▶ **REQUIREMENT**: Please reproduce the entries below exactly as they stand, but leave the pictures out.

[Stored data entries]

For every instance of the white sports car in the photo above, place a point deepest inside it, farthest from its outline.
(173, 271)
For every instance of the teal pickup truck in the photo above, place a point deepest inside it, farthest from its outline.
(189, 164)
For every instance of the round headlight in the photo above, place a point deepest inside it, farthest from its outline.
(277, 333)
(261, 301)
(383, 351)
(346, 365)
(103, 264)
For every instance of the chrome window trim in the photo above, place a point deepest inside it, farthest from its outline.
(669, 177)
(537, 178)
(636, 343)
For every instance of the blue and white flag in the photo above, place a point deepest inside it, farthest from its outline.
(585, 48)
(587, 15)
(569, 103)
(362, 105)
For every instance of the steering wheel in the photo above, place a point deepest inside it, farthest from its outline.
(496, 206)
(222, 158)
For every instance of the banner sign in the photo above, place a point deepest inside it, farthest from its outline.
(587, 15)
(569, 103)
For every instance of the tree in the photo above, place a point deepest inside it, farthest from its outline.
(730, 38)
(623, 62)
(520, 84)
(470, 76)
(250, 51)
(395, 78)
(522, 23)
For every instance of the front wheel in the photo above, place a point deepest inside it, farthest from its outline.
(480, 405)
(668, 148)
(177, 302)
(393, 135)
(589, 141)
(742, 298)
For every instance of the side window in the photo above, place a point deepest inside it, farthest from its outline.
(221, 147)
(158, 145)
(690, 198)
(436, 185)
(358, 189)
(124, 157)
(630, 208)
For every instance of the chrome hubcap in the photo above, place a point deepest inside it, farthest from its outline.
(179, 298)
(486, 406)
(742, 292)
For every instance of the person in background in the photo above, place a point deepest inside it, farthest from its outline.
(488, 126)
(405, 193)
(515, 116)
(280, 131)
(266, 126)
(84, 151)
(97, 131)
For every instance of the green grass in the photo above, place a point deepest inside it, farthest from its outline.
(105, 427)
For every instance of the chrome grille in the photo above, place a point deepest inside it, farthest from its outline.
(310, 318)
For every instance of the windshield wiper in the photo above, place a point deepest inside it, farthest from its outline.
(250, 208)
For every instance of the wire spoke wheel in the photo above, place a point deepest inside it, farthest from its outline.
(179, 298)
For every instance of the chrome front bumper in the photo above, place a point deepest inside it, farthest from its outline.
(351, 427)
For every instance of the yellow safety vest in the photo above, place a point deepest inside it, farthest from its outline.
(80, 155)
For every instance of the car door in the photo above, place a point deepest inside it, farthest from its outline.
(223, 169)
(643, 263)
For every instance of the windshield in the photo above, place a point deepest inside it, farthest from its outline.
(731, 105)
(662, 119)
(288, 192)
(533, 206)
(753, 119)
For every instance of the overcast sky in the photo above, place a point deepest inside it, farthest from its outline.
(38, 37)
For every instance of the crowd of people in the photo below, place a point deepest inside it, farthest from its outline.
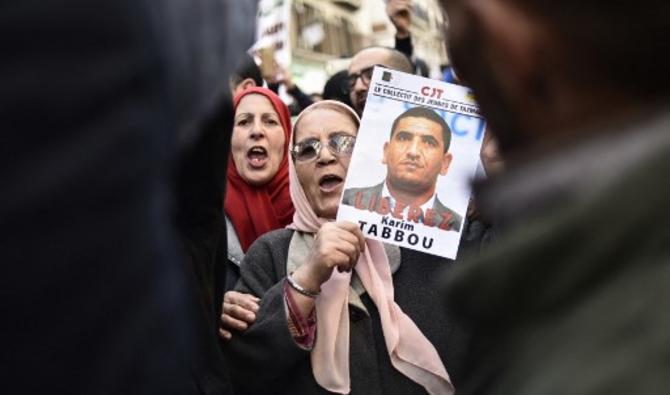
(169, 222)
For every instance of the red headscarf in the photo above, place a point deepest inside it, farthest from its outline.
(258, 210)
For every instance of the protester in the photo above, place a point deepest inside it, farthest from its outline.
(368, 327)
(247, 74)
(99, 100)
(301, 100)
(257, 194)
(568, 299)
(360, 71)
(400, 14)
(337, 88)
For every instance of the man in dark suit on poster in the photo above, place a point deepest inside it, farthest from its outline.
(415, 155)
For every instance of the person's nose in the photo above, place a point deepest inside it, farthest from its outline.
(413, 150)
(257, 130)
(325, 156)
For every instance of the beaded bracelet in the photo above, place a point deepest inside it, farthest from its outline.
(300, 289)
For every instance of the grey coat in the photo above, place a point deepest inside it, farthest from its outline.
(370, 196)
(265, 359)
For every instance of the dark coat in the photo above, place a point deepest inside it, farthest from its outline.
(572, 296)
(265, 359)
(98, 100)
(372, 195)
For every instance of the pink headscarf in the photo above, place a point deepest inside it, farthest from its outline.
(410, 352)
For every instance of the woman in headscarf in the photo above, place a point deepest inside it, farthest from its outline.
(371, 330)
(257, 194)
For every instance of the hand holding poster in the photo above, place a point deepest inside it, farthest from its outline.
(417, 150)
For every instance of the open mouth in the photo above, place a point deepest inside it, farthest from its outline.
(330, 182)
(257, 156)
(410, 165)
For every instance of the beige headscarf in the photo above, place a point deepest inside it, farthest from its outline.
(410, 352)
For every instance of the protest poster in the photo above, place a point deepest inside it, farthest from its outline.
(272, 31)
(416, 153)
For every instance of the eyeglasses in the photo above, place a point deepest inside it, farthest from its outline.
(365, 76)
(338, 144)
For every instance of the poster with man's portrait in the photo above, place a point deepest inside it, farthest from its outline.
(416, 153)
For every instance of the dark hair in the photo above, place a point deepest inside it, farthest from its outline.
(337, 88)
(625, 44)
(246, 68)
(426, 113)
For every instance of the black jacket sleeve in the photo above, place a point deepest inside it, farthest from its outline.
(268, 342)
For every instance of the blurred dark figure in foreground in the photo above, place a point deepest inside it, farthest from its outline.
(572, 297)
(98, 101)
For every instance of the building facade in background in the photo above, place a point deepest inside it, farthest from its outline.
(324, 34)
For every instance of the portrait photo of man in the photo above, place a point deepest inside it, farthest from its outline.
(416, 154)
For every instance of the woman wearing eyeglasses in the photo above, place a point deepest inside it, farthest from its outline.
(338, 313)
(257, 195)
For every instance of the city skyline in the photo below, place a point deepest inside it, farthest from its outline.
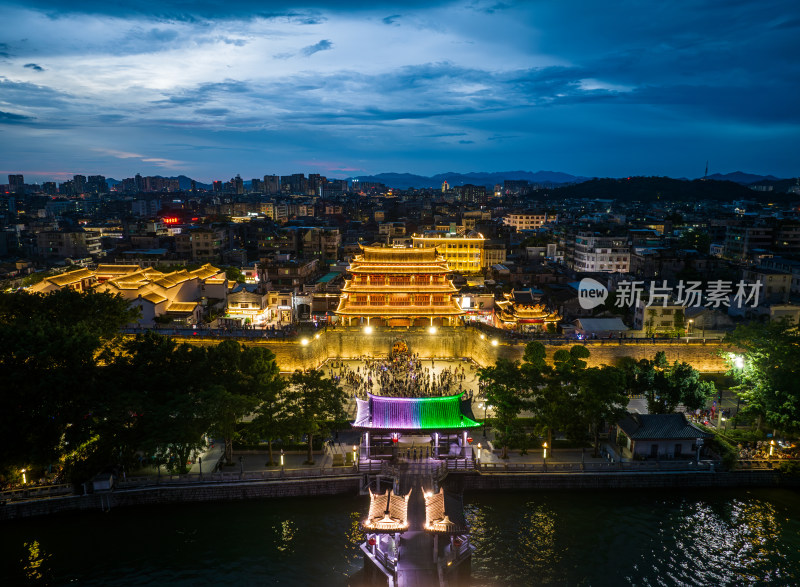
(209, 92)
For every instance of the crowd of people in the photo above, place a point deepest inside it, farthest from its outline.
(405, 375)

▶ **EXERCISE SOLUTION**:
For every instance of the white sports car in the photo above, place a point deepest inside it, farthest from its outline.
(173, 271)
For every instance of the teal pickup truck in the photo above, place a point deepest inside it, farthest from its outline.
(189, 164)
For every instance of the round headlight in the photo above, place a point deepest inside it, farthest from its outline.
(277, 333)
(261, 301)
(383, 351)
(346, 365)
(103, 264)
For every instance of the chrome window trim in the photo above, place a point deepest inside it, farthest from its outline.
(669, 177)
(537, 178)
(636, 343)
For every instance of the blue and white flag in the photo above, place a point deepest inside it, farthest from its outline.
(585, 48)
(587, 15)
(569, 103)
(362, 105)
For every instance of the steering wheel in the photo above, place a point deepest inside it, farthest from its outline.
(496, 206)
(222, 158)
For every instance of the banner sign in the photo above, place a point deepest inside it, farthest from its outline.
(587, 15)
(569, 103)
For every instance of the tree in the photo above, place a point deepest inside it, farthest from its outline.
(730, 38)
(623, 62)
(520, 84)
(470, 76)
(250, 51)
(395, 78)
(522, 23)
For every instance of the front wheel in the photo above, place a point deepest inside it, farthest from its outline.
(480, 405)
(668, 148)
(177, 302)
(393, 135)
(589, 141)
(742, 298)
For every instance of the side window in the photo above, place a point deepest inside it, farthest from its outline.
(221, 147)
(158, 145)
(690, 198)
(436, 185)
(358, 189)
(124, 157)
(630, 208)
For every instance of the chrome hubcap in the photo above, place a point deepest inside it, farthest from its outline.
(179, 298)
(486, 406)
(742, 292)
For every instance of the person in background in the photo above, place a point deepest inside it, farthest from its outline.
(488, 126)
(405, 193)
(515, 116)
(280, 131)
(266, 126)
(84, 151)
(97, 131)
For every instance of the green grass in the photo above, place a point deepest inside it, farthest from its outline.
(105, 427)
For every instance of the chrome grille in the photo above, place a point deepest inside it, farthest from its outline.
(310, 318)
For every instance of the windshield wiper in the photo above, place a point deepest inside it, farthest from its outline.
(250, 208)
For every instance of the wire spoke wheel in the photo above, place a point deepest inside it, farthest from its outline.
(179, 298)
For every instance of the chrome front bumper in the photo above, place a point deepest inside it, farthest from its outline.
(351, 427)
For every instance of the yellow safety vest in the photo above, place a point deepest inside it, farthest from its outline.
(80, 155)
For every instance of the car door in the photo above, place a point deepest inside it, farthest from its outline.
(223, 169)
(643, 263)
For every instance of the windshield in the photo above, place a point deepest inside it, farthest from its outline.
(731, 105)
(662, 119)
(288, 192)
(533, 206)
(753, 119)
For every instance of the overcast sky in the photo above, place a point deepest inside it, farthest from its outline.
(38, 37)
For every instance of the crowd of people in the photo below, place a point deepest inside it, farthest from its outline.
(169, 222)
For every instance of the red headscarf in the photo above, place a point deepest inside it, farthest from its outline.
(258, 210)
For every instance of the protester in the photo above, place a point deepest inside it, farthest from its outline.
(368, 327)
(247, 74)
(99, 100)
(301, 100)
(257, 194)
(568, 299)
(360, 71)
(400, 14)
(337, 88)
For every instance of the man in dark suit on poster in the photo above, place a point deepest inside it, farthest from its outline.
(415, 155)
For every instance of the person's nose in the photo above, place a point deepest inside it, farthest from its outline.
(413, 150)
(257, 130)
(325, 156)
For every instance of the beaded bracelet in the photo above, place a point deepest inside it, farthest from its outline.
(300, 289)
For every instance of the grey coat in the photo above, place a point deepest inside it, farthest from its outline.
(370, 196)
(265, 359)
For every instance of the dark coat in the photo above, place a point deepest inside it, farthest from its outline.
(572, 296)
(265, 359)
(98, 100)
(372, 195)
For every instance of the pink headscarf in the photo above, place a point deepest inside it, farthest from its outline.
(410, 352)
For every instance of the woman in headscarf in the photo above, place a point deepest inside it, farthest from its outline.
(371, 330)
(257, 194)
For every instance of the hand holding poster in the photo above, place a point deepest inside it, farthest from its outline.
(417, 150)
For every instance of the open mouth in the photo above, place a point deepest inside it, farthest from its outline.
(330, 182)
(257, 156)
(410, 165)
For every instance of the beige headscarf in the photo above, place a point deepest inside it, farthest from its outline.
(410, 352)
For every instance of the protest poster in the photo above, place a point deepest inside it, farthest from its outline.
(272, 31)
(416, 153)
For every instance of the eyeglasses in the photo above, place a point deepest inside it, farthest from its outline.
(365, 76)
(338, 144)
For every instance of the poster with man's portrait in the photo above, place a point deepest inside it, farthest from its outline.
(416, 153)
For every instance of the dark hair in the photo above, place a point deepest inside it, farthest from its outline.
(337, 88)
(625, 44)
(246, 68)
(426, 113)
For every instance of the black jacket sleeve in the photo above, place a point deepest inside it, farthest from its outline.
(268, 342)
For every instance of the blurred dark figure in foreground in the photo above, place a point deepest inside it, farthest from its outline.
(572, 297)
(98, 101)
For every instance of the building facade in background in the photo above, place a point deepest inside it, farthest from its outline.
(324, 34)
For every instance of the portrait photo of man in the photo above, place a point deepest inside it, farthest from its outline.
(416, 154)
For every instance of the woman wearing eyeglasses in the photo above, place a point deepest inside it, farthest from its outline.
(338, 313)
(257, 195)
For every instance of the city skyline in the photo below, place a point deepest inside it, farthest from its outline.
(209, 92)
For every instance of the crowd of people in the photo above, place a point deepest inside it, farthest from its outline.
(405, 375)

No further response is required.